* Work to complete
Can you continue the research statement on female ornamentation and maternal effects in northern cardinals from its final sentence?

* Text for analysis

···

My main research interests focus on Behavioral Endocrinology, Behavioral Ecology, and Avian Biology. At this time several new research programs are under development in my lab.
- Female ornamentation and its links to maternal effects and influences on male mate choice.
Maternal effects are, typically, non-genetic influences of a female’s phenotype on the quality of the offspring she produces. Maternal effects in birds can be influenced by the amount of steroid hormones and carotenoids deposited in eggs during yolk deposition. Circulating steroid hormones and carotenoids also influence ornament expressions in adults, making it possible that ornaments in females can indicate levels of these same components in eggs that they produce. This, in turn, may influence male mating decisions and, ultimately, the evolution of female ornamentation and egg components. My research into maternal effects female ornamentation uses the northern cardinal (Cardinalis cardinalis) as a focus species. Female cardinals possess multiple ornaments that are indicative of a variety of aspects of condition. Additionally, cardinals mate assortatively by multiple ornaments, and female cardinals perform unique displays of their ornament when being courted by a male. These findings suggest that female ornaments in cardinals are assessed during pair formation and that males may make mate choice decisions based on female ornament expressions.

···

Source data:

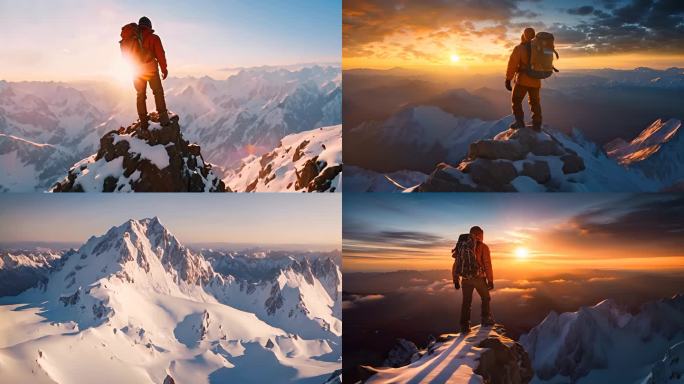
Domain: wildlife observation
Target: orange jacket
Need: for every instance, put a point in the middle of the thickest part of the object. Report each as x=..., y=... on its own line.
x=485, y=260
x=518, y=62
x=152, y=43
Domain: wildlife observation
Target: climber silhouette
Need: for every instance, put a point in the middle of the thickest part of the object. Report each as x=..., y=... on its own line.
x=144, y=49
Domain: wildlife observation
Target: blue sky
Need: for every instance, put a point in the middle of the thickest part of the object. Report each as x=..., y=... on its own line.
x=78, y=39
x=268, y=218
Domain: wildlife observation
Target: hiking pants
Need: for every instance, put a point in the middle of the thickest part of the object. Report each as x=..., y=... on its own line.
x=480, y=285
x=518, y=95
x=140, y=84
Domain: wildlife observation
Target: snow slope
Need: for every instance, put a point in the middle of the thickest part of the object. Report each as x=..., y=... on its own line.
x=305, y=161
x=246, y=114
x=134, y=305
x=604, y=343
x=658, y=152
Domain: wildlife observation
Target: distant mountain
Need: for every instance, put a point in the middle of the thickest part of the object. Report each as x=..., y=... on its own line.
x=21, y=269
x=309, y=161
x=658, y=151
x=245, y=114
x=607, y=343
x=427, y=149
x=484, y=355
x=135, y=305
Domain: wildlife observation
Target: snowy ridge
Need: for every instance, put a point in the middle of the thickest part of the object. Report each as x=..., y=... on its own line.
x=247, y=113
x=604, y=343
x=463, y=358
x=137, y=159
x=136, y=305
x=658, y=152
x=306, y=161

···

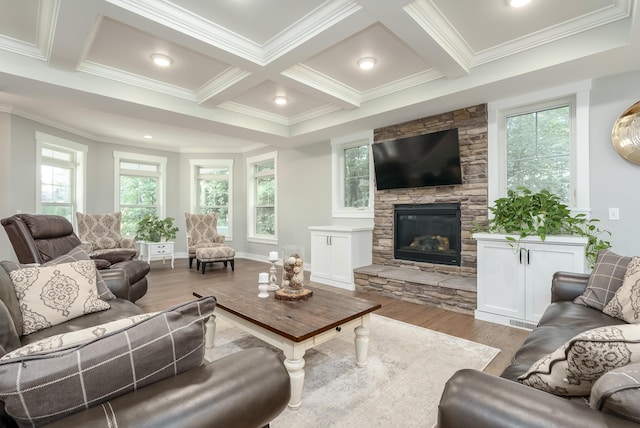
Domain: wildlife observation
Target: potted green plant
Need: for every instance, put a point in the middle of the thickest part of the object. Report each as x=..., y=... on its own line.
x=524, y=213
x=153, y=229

···

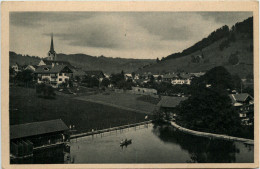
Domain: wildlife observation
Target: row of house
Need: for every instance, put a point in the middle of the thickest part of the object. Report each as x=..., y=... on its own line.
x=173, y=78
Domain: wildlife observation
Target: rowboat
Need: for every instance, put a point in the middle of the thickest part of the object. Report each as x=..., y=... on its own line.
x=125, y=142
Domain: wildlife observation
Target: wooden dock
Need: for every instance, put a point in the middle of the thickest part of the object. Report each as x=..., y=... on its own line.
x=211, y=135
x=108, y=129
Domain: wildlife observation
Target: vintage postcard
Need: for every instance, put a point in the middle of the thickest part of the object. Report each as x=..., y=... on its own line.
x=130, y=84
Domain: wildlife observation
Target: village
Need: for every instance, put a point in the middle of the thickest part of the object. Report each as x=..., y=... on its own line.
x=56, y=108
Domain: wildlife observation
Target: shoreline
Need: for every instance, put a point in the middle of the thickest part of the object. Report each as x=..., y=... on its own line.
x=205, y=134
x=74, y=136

···

* Output of the exercise
- Steroid hormone influences on female intrasexual aggression
Studies of intrasexual aggression have typically focused on males and the benefits of behaving aggressively and gaining high dominance status. Testosterone is well known to increase male aggressive behavior in a variety of species. Females are also aggressive however it is unclear whether testosterone is as influential to females as it is to males. Currently, I am investigating other steroid hormones for their potential influence on female intrasexual aggression. In particular, I am interested in changes in progesterone, changes in the ratio of progesterone to testosterone circulating in the body, and neural interactions with steroid hormones and the influences of these factors on aggressive behavior.
- Song control centers in male and female birds; seasonal and sexual differences.
It is well known that birds display seasonal differences in the amount of song produced (much during the breeding season, little or none during the non-breeding season). Additionally, in most species males sing prodigiously while females sing little if at all. These differences in behavior are reflected in strong seasonal and sexual differences in the brain regions that control song. Males typically have larger regions than females, and these regions are smaller during the winter as opposed to the spring/summer. In a recent collaborative research effort I have begun investigating sex and seasonal differences in song control centers in male and female cardinals. Both sexes of cardinal sing, and they are known to sing outside of the breeding season. This research will address whether females differ from males, whether brain regions differ with season in either sex, and will investigate hormone regulation of song in cardinals.